Records excerpted from a collection
┌──

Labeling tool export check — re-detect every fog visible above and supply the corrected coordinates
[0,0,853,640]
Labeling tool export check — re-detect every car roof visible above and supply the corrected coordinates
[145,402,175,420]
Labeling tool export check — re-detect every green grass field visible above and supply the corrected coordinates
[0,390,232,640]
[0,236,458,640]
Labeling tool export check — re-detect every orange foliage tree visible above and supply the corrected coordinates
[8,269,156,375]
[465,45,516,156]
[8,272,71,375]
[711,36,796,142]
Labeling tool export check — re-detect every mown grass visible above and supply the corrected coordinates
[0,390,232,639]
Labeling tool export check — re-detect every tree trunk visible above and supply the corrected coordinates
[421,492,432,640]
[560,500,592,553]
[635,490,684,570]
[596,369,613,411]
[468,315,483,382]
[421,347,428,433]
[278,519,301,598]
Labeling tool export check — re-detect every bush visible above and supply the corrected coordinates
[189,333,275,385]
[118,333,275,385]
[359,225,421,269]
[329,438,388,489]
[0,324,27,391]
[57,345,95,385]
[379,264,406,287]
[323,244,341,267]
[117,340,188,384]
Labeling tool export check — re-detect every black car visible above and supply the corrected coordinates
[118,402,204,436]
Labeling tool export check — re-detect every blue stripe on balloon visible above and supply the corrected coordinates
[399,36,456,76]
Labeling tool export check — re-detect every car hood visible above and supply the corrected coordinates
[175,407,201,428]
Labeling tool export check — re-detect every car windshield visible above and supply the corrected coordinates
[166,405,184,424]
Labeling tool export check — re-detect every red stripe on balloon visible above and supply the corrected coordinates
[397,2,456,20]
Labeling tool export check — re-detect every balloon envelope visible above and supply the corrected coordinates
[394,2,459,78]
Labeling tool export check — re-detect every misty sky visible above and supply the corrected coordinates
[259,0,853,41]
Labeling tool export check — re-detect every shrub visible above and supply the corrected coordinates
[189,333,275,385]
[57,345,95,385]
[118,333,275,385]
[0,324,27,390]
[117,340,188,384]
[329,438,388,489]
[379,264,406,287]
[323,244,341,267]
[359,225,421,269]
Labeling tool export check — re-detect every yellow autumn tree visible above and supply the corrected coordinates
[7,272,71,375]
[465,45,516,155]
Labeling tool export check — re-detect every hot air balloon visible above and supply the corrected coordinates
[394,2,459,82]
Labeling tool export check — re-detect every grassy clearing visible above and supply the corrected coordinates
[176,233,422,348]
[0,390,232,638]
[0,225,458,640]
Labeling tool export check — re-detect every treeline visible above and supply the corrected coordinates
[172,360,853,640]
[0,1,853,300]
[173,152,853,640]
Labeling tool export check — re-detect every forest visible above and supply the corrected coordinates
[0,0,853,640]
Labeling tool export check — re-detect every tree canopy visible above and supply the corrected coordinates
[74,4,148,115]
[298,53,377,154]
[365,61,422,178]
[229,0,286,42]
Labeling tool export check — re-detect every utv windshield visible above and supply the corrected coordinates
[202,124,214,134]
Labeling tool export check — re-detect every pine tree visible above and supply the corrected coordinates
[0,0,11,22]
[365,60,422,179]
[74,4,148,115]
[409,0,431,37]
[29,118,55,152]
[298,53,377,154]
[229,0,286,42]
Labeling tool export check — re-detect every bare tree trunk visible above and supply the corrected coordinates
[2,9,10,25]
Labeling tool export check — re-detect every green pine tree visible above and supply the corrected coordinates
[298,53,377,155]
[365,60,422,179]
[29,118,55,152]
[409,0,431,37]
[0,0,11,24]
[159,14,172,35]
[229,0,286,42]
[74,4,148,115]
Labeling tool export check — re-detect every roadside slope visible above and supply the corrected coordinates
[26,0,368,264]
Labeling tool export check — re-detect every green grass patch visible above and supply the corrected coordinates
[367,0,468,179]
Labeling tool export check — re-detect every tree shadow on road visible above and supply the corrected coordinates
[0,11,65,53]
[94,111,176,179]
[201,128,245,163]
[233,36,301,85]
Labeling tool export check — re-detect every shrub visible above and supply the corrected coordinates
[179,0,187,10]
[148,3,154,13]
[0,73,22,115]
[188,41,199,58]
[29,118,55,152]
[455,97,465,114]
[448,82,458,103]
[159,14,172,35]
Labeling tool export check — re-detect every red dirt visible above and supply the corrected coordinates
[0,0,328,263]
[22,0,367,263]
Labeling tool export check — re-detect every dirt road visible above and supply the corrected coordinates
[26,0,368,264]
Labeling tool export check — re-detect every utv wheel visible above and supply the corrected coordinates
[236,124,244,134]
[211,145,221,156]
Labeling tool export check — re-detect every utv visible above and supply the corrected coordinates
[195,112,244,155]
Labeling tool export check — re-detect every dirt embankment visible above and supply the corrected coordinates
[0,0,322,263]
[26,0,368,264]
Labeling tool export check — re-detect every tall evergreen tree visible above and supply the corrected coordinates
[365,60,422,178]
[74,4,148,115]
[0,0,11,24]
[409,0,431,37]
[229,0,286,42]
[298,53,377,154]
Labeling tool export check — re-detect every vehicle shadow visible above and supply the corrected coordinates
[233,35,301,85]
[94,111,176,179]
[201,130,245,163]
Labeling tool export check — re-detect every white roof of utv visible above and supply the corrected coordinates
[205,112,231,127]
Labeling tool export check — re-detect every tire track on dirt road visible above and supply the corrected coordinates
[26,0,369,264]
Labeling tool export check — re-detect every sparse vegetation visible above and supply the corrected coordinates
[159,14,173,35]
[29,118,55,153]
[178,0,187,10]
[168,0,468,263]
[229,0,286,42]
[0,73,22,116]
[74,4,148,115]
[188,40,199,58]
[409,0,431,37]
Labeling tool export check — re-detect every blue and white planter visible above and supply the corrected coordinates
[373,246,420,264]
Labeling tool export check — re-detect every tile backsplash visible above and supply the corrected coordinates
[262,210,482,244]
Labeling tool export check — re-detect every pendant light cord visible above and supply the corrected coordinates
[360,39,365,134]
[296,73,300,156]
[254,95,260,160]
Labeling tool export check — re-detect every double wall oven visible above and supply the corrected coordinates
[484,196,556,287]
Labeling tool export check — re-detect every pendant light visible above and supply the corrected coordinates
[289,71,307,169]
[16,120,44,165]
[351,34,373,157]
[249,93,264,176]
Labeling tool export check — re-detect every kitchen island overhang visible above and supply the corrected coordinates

└──

WRITTEN PROBLEM:
Pick out every line of the data above that contains the string "windshield", treating uppercase and lowercase as different, and copy each of those lines.

FINISHED EXERCISE:
Labeling tool export check — re-detect every car windshield visible above and supply the corrected coordinates
Labeling tool export check — re-detect every utv windshield visible above and supply the corrected coordinates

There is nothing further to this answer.